* _Work to be completed_: Copy the data below without any change, from the line containing "negative clicks: (455, 312)" up to and including the final line of the data.

BEGIN Exercise data

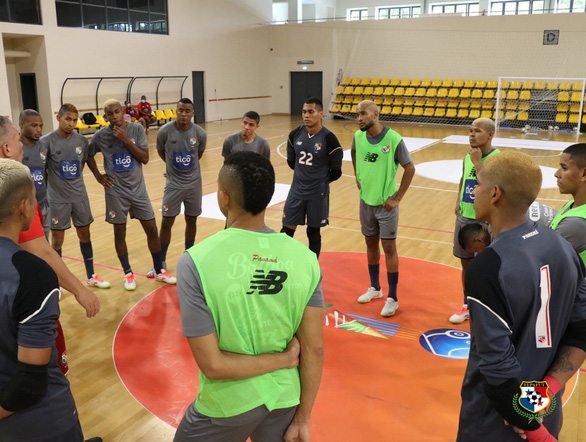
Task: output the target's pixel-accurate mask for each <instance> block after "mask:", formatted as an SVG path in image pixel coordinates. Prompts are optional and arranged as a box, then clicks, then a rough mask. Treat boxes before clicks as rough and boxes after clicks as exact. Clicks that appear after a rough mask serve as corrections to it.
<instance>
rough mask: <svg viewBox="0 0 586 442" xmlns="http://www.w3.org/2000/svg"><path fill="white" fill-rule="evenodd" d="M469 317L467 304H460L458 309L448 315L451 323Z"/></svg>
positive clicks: (465, 318) (459, 320)
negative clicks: (455, 312)
mask: <svg viewBox="0 0 586 442" xmlns="http://www.w3.org/2000/svg"><path fill="white" fill-rule="evenodd" d="M469 318H470V312H469V311H468V304H462V307H460V310H458V311H457V312H456V313H454V314H453V315H452V316H450V322H451V323H452V324H461V323H462V322H464V321H466V320H467V319H469Z"/></svg>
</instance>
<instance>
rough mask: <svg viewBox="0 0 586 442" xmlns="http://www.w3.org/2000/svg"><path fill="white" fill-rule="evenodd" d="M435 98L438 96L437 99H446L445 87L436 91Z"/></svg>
mask: <svg viewBox="0 0 586 442" xmlns="http://www.w3.org/2000/svg"><path fill="white" fill-rule="evenodd" d="M437 96H438V98H444V97H447V96H448V89H447V88H445V87H442V88H440V89H438V91H437Z"/></svg>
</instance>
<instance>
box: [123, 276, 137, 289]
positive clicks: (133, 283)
mask: <svg viewBox="0 0 586 442" xmlns="http://www.w3.org/2000/svg"><path fill="white" fill-rule="evenodd" d="M124 290H136V282H134V273H127V274H126V275H124Z"/></svg>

END Exercise data

* _Answer_:
negative clicks: (455, 312)
mask: <svg viewBox="0 0 586 442" xmlns="http://www.w3.org/2000/svg"><path fill="white" fill-rule="evenodd" d="M469 318H470V312H469V311H468V304H462V307H460V310H458V311H457V312H456V313H454V314H453V315H452V316H450V322H451V323H452V324H461V323H462V322H464V321H466V320H467V319H469Z"/></svg>
</instance>
<instance>
rough mask: <svg viewBox="0 0 586 442" xmlns="http://www.w3.org/2000/svg"><path fill="white" fill-rule="evenodd" d="M435 98L438 96L437 99H446L445 87L436 91Z"/></svg>
mask: <svg viewBox="0 0 586 442" xmlns="http://www.w3.org/2000/svg"><path fill="white" fill-rule="evenodd" d="M437 96H438V98H444V97H447V96H448V89H447V88H445V87H442V88H440V89H438V91H437Z"/></svg>
</instance>
<instance>
box: [123, 276, 137, 289]
positive clicks: (133, 283)
mask: <svg viewBox="0 0 586 442" xmlns="http://www.w3.org/2000/svg"><path fill="white" fill-rule="evenodd" d="M124 290H136V282H134V273H127V274H126V275H124Z"/></svg>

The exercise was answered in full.